Instructions to follow >>
Reproduce verbatim the final portion of the material below, from the line containing "Place one point per instance of the road" through its last line, and nothing else.

Record extracts >>
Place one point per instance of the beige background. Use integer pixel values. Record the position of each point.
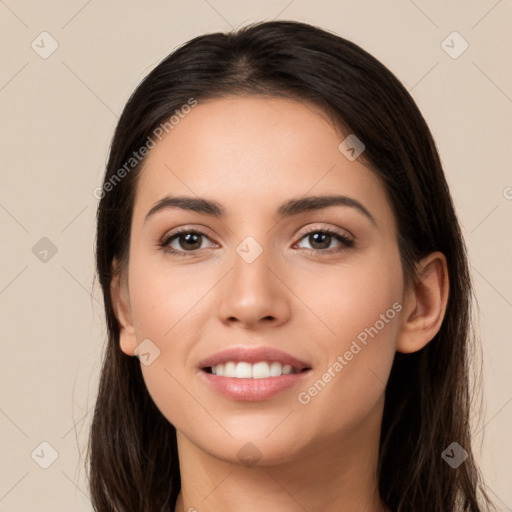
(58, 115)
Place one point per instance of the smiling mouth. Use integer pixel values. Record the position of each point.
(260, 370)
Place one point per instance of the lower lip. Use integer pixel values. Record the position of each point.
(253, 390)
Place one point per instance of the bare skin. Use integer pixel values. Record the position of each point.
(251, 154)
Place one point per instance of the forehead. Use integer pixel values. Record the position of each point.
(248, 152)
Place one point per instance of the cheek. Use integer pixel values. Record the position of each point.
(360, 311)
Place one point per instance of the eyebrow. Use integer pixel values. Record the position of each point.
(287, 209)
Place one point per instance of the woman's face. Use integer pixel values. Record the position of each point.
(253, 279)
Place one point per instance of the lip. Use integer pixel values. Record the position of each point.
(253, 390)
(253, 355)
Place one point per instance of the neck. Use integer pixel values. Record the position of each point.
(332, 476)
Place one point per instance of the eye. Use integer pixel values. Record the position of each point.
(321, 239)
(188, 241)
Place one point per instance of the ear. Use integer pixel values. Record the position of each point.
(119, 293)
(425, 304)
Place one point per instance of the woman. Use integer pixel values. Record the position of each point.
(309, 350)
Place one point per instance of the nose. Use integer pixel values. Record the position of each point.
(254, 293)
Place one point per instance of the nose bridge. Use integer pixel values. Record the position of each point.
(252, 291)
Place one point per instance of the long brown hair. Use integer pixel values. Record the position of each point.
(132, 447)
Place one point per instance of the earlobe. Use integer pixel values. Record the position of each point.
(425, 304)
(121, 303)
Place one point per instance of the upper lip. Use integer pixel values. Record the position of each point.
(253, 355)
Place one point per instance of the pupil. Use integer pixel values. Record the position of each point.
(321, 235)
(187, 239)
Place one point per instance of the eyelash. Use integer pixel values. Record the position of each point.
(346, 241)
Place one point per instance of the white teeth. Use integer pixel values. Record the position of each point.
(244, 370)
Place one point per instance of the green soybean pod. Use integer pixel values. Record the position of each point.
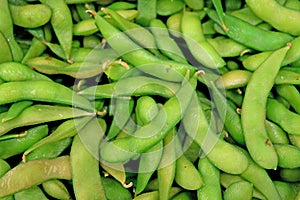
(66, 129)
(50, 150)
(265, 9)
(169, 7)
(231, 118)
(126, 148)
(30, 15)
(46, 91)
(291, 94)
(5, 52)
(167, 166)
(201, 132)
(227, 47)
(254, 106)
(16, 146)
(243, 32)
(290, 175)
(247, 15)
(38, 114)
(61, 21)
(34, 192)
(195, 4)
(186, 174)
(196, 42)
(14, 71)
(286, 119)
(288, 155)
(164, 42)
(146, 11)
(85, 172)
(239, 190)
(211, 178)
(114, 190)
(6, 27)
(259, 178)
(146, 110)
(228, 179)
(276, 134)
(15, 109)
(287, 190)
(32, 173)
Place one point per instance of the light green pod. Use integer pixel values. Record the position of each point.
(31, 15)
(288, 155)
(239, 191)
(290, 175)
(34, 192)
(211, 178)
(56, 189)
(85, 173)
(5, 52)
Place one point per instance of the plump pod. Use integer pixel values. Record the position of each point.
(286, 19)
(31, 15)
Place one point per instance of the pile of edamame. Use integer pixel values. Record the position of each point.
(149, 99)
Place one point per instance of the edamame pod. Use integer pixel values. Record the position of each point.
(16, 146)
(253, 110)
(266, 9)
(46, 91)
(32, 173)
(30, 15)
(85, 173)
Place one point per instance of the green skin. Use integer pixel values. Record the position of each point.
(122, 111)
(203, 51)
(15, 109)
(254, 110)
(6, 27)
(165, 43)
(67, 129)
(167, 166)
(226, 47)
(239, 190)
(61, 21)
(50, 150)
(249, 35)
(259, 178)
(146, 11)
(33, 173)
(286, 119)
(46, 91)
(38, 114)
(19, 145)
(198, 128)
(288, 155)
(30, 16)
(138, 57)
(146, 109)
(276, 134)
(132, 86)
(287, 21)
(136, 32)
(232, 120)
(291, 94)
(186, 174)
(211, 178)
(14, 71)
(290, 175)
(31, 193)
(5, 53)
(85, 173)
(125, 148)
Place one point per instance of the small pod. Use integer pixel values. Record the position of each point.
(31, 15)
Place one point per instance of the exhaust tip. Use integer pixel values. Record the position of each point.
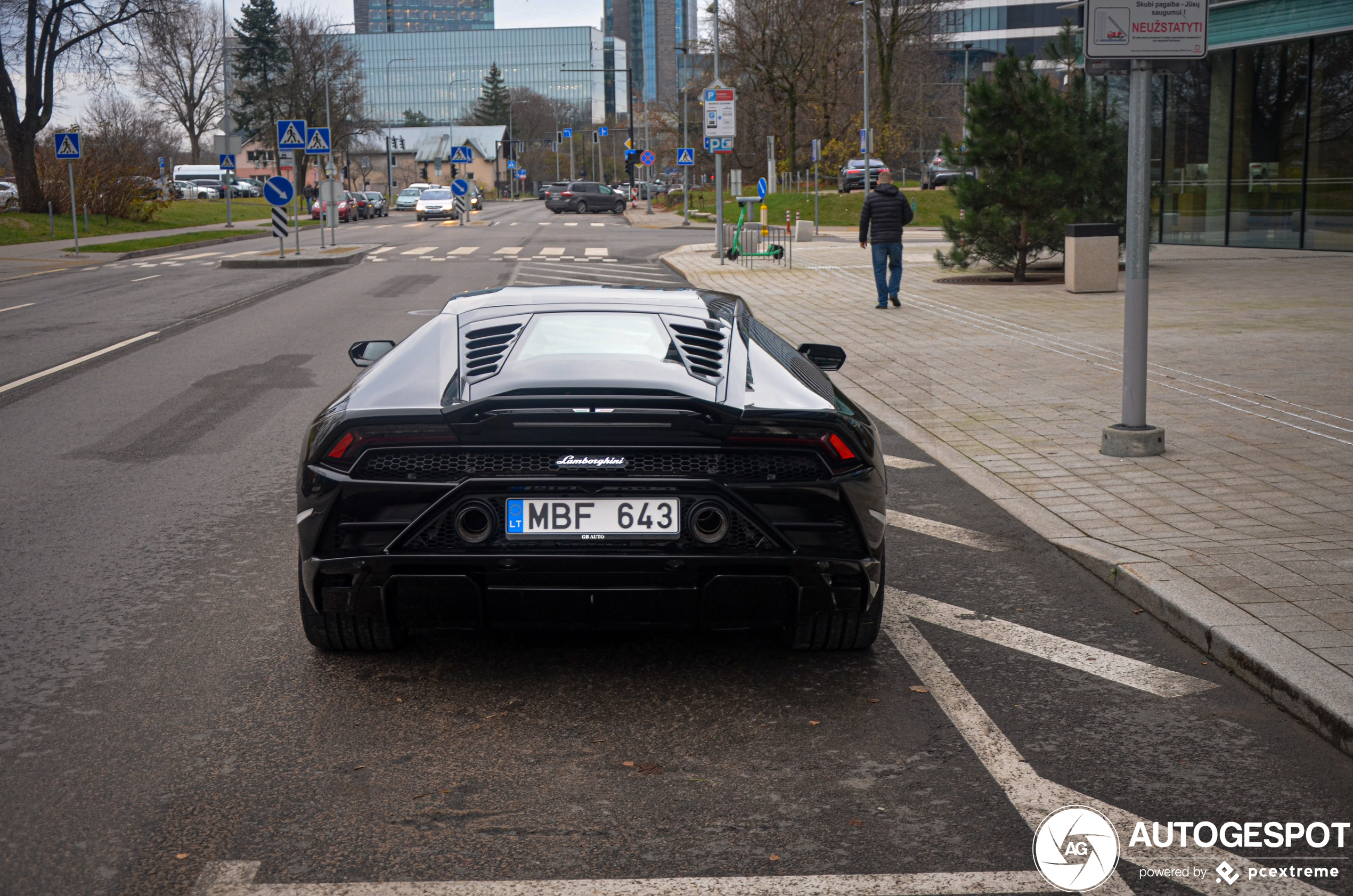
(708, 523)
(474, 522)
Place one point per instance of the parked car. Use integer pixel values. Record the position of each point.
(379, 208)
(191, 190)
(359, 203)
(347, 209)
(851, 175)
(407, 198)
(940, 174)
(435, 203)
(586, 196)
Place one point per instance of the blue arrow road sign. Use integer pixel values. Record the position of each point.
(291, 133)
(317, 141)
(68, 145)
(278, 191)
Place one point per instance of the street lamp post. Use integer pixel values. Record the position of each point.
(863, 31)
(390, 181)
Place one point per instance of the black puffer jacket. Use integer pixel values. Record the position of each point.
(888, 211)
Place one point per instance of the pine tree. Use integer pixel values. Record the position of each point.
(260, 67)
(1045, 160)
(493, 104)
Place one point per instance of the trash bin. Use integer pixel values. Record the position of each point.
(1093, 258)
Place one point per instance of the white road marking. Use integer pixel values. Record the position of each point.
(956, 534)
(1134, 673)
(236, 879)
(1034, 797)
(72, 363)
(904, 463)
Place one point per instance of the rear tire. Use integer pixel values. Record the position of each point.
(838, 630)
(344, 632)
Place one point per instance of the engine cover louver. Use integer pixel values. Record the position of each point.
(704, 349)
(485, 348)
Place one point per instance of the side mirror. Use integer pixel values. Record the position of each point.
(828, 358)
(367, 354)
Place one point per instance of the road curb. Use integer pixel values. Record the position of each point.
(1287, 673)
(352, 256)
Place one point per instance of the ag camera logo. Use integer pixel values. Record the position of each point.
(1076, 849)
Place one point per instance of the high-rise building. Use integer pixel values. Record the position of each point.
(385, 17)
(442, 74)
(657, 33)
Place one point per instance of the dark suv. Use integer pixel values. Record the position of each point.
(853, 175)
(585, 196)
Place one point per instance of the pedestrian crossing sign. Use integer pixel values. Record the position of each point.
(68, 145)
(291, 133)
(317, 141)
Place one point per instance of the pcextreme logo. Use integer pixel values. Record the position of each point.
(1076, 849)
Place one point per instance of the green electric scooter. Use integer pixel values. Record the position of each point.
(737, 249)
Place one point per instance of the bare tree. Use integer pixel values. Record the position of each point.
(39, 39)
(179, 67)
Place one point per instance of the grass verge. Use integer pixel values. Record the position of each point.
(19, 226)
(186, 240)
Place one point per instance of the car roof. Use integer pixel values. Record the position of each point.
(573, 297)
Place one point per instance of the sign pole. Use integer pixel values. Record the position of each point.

Solution for this task >>
Place one point per instance of the road curb. Use integer pixel values. Record the position of each point.
(1287, 673)
(352, 256)
Place one point per instance of the ag camera logo. Use integer pixel values. Record the position of each point.
(1076, 849)
Place one point per instance of the high-rise building. Use integer pixel values. Record the position of each point.
(385, 17)
(442, 74)
(657, 33)
Place one point per instance of the dark suv. Use integer pixel values. Record the position of each point.
(853, 175)
(585, 196)
Place one point per instance of the pedestrian crossing sign. Use integer pixel values. Record the position of each point.
(68, 145)
(291, 133)
(317, 141)
Place one point per instance of the pcextreme logo. Use integer pixel values. Record the position of each point.
(1076, 849)
Place one point per instance of the green electric scooter. Use integer pixel values. Record the position of each point.
(737, 249)
Place one point per instance of the bare tree. Use integer pixel values. Record the position of each point.
(39, 39)
(179, 67)
Place one point per instance of the grass verge. Use integer pixel values. Record the position of each point.
(19, 226)
(186, 240)
Place one point per instance of the car roof. Use integer pixel values. Record the position of each point.
(573, 297)
Place one point per instance of the sign pole. Use integer pixel values. Record the position of each point.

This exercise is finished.